▸ **Material**
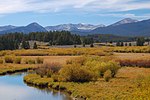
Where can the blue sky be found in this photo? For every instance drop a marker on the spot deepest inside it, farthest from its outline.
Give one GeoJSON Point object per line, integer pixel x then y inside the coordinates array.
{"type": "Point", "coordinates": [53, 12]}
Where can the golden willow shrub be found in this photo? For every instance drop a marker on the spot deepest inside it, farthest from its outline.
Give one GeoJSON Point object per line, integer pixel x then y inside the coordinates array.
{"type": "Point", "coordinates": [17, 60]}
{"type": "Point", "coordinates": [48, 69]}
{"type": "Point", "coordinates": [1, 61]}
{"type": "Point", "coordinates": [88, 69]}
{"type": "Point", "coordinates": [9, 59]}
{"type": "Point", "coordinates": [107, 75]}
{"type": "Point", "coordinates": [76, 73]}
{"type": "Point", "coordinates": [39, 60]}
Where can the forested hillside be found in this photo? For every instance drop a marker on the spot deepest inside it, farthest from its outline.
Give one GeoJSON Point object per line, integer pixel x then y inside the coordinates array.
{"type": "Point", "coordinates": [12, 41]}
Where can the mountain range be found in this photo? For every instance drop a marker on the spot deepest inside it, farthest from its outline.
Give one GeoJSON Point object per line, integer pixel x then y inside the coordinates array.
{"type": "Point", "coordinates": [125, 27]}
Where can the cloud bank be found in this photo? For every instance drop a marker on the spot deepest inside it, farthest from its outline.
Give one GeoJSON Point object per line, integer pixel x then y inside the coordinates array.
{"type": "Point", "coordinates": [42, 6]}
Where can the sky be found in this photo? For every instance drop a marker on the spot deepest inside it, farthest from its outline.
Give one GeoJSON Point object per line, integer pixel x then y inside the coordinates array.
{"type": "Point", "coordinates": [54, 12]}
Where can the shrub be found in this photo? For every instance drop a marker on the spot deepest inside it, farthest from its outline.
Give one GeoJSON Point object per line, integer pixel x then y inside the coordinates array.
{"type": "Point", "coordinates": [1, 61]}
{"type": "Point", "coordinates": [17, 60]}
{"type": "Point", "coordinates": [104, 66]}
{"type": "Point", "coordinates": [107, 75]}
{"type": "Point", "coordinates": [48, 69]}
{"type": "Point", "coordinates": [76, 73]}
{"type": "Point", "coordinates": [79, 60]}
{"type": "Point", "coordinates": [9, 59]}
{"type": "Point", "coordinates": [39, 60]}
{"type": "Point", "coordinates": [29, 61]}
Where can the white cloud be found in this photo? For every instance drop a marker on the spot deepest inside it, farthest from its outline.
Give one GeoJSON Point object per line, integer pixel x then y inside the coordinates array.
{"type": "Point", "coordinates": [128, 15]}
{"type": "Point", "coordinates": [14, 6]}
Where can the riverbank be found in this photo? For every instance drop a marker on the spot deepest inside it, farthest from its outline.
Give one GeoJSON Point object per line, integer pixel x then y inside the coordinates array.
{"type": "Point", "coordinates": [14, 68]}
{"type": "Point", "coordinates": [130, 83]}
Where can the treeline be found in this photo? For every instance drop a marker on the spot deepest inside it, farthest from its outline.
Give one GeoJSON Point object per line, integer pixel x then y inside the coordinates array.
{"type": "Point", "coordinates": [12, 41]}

...

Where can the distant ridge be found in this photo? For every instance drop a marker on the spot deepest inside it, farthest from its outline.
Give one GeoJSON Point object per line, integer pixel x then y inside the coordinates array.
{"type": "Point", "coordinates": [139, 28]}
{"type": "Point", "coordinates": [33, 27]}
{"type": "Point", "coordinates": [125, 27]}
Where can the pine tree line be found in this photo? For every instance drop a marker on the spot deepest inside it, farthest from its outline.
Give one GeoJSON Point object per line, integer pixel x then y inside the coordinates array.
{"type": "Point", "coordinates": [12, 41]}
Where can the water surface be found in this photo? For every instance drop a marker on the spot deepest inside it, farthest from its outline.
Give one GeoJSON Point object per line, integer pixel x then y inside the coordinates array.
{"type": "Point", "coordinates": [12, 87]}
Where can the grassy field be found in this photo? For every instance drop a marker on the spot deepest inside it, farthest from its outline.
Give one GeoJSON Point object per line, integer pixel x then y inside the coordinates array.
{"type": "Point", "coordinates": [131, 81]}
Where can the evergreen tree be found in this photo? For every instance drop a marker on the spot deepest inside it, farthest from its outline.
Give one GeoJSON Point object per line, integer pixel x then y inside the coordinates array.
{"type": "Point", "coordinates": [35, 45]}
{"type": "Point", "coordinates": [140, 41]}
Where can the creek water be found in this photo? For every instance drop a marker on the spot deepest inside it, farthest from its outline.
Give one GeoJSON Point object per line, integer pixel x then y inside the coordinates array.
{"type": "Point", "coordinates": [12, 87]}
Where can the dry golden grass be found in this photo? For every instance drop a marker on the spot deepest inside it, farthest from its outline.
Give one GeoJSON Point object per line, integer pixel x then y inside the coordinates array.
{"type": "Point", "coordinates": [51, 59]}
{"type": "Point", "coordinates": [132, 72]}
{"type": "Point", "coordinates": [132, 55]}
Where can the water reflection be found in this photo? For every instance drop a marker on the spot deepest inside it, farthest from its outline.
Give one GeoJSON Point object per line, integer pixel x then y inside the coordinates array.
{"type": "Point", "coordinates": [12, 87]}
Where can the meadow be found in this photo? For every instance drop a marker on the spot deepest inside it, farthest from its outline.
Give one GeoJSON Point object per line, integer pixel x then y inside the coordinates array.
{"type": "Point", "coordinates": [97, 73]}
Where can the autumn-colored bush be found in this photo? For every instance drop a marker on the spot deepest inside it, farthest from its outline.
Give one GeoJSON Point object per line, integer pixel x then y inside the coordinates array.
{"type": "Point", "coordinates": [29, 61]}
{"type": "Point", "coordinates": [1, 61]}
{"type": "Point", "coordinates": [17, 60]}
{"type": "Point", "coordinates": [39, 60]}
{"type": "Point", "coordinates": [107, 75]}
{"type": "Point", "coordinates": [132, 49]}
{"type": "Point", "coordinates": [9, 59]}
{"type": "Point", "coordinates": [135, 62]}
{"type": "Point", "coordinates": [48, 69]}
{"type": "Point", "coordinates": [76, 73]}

...

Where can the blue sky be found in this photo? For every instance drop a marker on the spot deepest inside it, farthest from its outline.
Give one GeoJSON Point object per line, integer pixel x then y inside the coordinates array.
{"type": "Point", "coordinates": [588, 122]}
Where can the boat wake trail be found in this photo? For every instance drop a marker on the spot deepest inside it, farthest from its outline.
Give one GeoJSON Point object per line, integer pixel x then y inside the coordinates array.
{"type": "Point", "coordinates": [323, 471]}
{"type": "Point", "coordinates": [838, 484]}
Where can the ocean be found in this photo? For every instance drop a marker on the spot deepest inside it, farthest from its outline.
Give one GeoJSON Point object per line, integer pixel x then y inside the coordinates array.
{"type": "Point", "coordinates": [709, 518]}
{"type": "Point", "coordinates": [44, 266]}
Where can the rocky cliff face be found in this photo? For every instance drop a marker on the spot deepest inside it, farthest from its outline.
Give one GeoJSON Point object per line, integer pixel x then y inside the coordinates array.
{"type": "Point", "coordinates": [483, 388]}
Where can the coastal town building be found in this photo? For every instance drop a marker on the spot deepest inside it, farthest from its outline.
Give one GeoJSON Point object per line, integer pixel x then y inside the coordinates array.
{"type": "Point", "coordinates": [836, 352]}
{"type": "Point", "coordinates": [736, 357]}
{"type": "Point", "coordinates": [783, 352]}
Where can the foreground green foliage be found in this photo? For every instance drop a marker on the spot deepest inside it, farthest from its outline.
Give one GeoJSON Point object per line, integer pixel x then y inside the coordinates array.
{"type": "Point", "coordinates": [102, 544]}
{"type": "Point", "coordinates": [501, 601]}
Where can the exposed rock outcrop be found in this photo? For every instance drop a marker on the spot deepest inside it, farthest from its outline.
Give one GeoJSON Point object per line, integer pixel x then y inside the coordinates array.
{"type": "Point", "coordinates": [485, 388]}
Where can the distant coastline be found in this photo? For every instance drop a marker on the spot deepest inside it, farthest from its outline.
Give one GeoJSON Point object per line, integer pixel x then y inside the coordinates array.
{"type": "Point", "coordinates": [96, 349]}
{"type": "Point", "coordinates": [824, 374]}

▸ **Exercise task**
Which lines in the records above contain the string "water"? Find each one and copy it in full, counting only matches with the same capitalization.

▸ **Result of the task**
Where can the water surface be found in this photo? For every instance drop a marker on the spot deepest inside it, farthest from its outline.
Where can the creek water be found in this photo? For every instance drop a marker on the spot deepest inside it, farthest from its outline.
Where can the water reflection be found in this photo? For every instance drop a marker on the spot deepest inside it, farthest from its outline.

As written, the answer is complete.